**Aim of the exercise:** Gather each line in the records below that contains the string "shape" and copy those lines in full.

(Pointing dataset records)
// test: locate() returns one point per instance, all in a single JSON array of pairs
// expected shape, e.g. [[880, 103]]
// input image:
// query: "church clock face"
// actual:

...

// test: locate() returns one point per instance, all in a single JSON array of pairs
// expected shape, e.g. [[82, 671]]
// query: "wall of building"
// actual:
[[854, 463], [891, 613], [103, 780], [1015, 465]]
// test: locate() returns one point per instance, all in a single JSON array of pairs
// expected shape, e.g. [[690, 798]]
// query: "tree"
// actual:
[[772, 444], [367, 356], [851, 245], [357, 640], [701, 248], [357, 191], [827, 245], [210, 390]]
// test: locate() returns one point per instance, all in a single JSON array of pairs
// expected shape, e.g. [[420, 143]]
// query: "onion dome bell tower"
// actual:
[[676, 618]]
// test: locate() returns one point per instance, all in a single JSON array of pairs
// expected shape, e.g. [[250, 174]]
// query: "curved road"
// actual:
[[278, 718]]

**Exercise response:**
// expected shape, e.g. [[880, 103]]
// expected shape, e.g. [[82, 671]]
// expected shape, e.g. [[690, 798]]
// expected shape, e.g. [[420, 143]]
// expected shape, e.g. [[250, 174]]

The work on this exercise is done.